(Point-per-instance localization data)
───

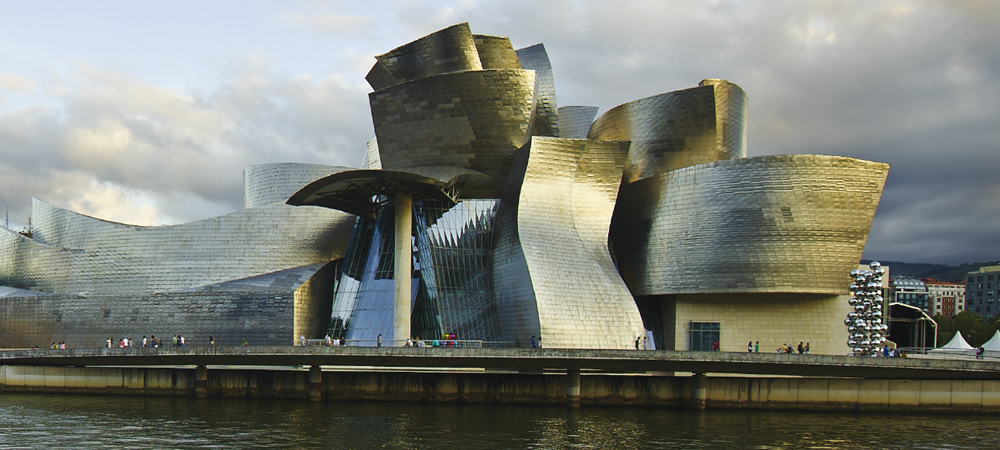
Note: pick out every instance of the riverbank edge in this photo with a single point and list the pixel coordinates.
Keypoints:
(540, 388)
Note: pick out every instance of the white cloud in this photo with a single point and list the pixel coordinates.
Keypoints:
(12, 82)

───

■ REQUIREMENT ■
Reproduce all of the entries exactly as they appear, though any picture they include must be omitted.

■ WRITTEN SOLUTION ■
Note: pick out every instance of the riverbank edge in this photo with a single point and list the pixel coordinates.
Keypoints:
(540, 388)
Note: pick out every instance of the white cloud in this photo with a single point and list the pixel coordinates.
Keypoints:
(12, 82)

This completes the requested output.